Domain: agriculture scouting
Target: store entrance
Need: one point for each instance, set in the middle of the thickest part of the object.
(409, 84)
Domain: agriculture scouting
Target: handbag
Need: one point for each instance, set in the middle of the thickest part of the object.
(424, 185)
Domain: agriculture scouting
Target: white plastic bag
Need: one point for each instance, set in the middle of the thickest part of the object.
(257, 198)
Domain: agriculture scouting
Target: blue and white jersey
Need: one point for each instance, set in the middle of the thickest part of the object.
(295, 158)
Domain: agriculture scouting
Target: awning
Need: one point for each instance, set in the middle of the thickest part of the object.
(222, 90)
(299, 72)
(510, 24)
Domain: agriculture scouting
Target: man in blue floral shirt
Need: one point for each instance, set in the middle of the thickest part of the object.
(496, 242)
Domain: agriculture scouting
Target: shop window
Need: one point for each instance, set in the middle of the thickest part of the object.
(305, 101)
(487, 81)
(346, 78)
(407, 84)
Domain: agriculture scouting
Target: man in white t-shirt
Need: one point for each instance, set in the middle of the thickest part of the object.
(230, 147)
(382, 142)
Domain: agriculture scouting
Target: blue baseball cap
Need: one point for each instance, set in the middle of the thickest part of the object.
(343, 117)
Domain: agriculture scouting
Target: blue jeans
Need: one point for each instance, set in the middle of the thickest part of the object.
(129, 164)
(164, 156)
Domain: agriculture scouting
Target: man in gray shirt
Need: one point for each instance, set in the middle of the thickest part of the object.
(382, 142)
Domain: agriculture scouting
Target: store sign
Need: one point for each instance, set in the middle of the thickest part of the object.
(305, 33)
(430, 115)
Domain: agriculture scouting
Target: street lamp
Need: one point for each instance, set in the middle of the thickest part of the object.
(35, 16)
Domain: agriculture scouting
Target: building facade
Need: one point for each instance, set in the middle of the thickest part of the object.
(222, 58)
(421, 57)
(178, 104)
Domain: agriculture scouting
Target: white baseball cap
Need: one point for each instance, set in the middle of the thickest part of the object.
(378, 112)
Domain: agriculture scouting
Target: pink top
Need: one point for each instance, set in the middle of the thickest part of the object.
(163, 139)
********
Do this | Can you restate every record above word for word?

The completed task |
Domain: agriculture scouting
Target: store entrance
Need: one point for each instance, set in the middle of the thickest part of the object.
(409, 84)
Domain: agriculture scouting
Target: handbag
Need: one point for each instance, set in the middle of the thickest part of the object.
(424, 185)
Domain: agriculture scouting
Target: white plastic bag
Need: one point for each instance, set in the middle of the thickest part of the object.
(257, 198)
Domain: agriculture scouting
Target: blue and white jersey
Need: one point for each instance, set in the middle of the thickest part of the object.
(295, 158)
Domain: agriculture scouting
Target: awning
Need: one point for each instance, set in the middle of the thickest part of the object.
(222, 90)
(299, 72)
(510, 24)
Domain: agriculture scouting
Target: man in blue floral shirt
Need: one point for each instance, set in the middle of the thickest part of the object.
(496, 242)
Domain: agriculture scouting
Target: shop window
Need: one point for each instance, set in the middle of the thickest part of the object.
(305, 101)
(487, 81)
(346, 78)
(407, 84)
Domain: agriculture scouting
Target: man in white t-shirt
Need: one point for each instance, set in the middle of the thickest part of the object.
(230, 147)
(382, 142)
Domain: agriculture scouting
Target: blue baseball cap
Need: one point for each instance, set in the middle of the thickest part of the object.
(343, 117)
Domain: agriculture scouting
Target: blue jeans
Need: one point for each instance, set in the middle of the thickest part of the object.
(129, 164)
(164, 156)
Domain: agriculture scouting
Target: man in gray shirt
Need: one point for each instance, set in the middle of the thickest part of the object.
(382, 142)
Domain: agriculture scouting
Target: store sign
Need: one point for each instance, set in the middle of the thickest part of the object.
(305, 33)
(430, 115)
Domain: agriculture scouting
Target: street lamp
Need: one point for each instance, set in the middle of the thickest part of the object.
(35, 16)
Domain: agriculture scouting
Target: building facade
Need: one point for each instance, set in the middle of the thickest part of the object.
(222, 58)
(421, 57)
(178, 104)
Domain: agriculture scouting
Target: white baseball cap
Need: one point for each instance, set in the middle of the thickest part of the object.
(378, 112)
Domain: agriculture scouting
Target: pink top
Need: one point for each instance, set in the middle of the thickest part of the object.
(163, 139)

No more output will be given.